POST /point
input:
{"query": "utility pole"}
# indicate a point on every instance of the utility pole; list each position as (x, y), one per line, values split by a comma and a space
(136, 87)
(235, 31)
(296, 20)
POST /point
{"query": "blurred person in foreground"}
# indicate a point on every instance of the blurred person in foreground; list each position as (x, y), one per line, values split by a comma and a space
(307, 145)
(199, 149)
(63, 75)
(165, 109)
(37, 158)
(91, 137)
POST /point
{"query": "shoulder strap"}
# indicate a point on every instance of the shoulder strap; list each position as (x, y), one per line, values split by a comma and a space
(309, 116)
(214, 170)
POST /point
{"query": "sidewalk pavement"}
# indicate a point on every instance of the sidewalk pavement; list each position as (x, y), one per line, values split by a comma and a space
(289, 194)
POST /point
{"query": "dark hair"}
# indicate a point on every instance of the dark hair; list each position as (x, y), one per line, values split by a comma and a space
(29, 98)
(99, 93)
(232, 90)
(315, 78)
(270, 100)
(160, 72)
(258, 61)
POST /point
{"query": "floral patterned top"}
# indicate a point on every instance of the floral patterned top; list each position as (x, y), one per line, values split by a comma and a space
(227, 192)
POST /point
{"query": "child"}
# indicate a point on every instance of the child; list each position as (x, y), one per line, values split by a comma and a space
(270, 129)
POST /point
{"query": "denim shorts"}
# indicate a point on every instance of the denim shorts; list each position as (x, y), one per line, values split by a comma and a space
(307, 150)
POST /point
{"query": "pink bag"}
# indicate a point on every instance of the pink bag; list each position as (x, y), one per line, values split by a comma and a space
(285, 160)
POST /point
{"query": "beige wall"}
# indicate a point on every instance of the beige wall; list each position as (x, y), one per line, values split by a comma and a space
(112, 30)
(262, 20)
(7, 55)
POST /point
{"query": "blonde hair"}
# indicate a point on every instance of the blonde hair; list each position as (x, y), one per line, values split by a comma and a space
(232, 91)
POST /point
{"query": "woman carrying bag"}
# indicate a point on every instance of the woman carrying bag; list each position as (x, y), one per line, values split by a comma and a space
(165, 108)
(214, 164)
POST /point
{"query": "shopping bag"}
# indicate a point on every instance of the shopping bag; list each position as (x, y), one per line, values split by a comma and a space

> [Exercise]:
Go through the records above and retype each one exactly.

> [Exercise solution]:
POST /point
input:
{"query": "utility pole"}
# indicate a point on every instance of the utility pole; list each position as (x, y), one per line, values split by a comma and a space
(136, 87)
(235, 31)
(296, 20)
POST /point
{"query": "blurred person in foreground"}
# indicate a point on every instance of the blurred person in foreground; list each position as (x, y), one per line, values split by a comma and a space
(307, 145)
(199, 149)
(63, 75)
(165, 109)
(37, 158)
(91, 137)
POST /point
{"query": "shoulder strap"}
# indicate a point on every instance of the shoulder strap; list each position as (x, y), one per line, values split by a comma and a space
(309, 116)
(214, 170)
POST /point
{"query": "sidewalk pavement"}
# indicate a point on every instance of the sidewalk pavement; list each position as (x, y), one per line, values split by a comma and a space
(289, 194)
POST /point
{"query": "dark hair"}
# indicate a point on every instance of the dark hair; list each position as (x, y), one per line, values split by a comma and a space
(29, 98)
(99, 93)
(232, 90)
(315, 78)
(270, 100)
(160, 72)
(258, 61)
POST /point
{"query": "floral patterned top"}
# indicate a point on every instance of the floral patterned top; list each position as (x, y), one per line, values split by a comma and a space
(227, 192)
POST /point
{"query": "child"}
# indicate a point on every instance of the child; list each position as (x, y), one per line, values split by a comma and a space
(270, 129)
POST /point
{"query": "denim shorts"}
# indicate a point on every instance of the denim shorts; list each position as (x, y), one per line, values split by a comma and a space
(307, 150)
POST /point
{"query": "pink bag"}
# indicate a point on every instance of the pink bag; list each position as (x, y), one per line, values split by a comma and a space
(285, 160)
POST /point
{"query": "beige wall"}
# indicate a point on every instance of the beige wall; list each position as (x, y), one per line, values split by a comma and a space
(112, 30)
(262, 20)
(7, 55)
POST /point
{"query": "blonde hair"}
# indicate a point on every instance of the blonde hair; list each position as (x, y), one per line, values split by a comma and a space
(232, 91)
POST /point
{"query": "woman carrying bag"}
# indicate a point on every instance of the woman carrying bag; list each position as (x, y), one per line, values split by a comma and a space
(165, 108)
(214, 164)
POST /point
{"query": "shopping bag"}
# indicate a point on every instance of the shopping bag; list each position as (x, y), one per line, values split by a comma and a space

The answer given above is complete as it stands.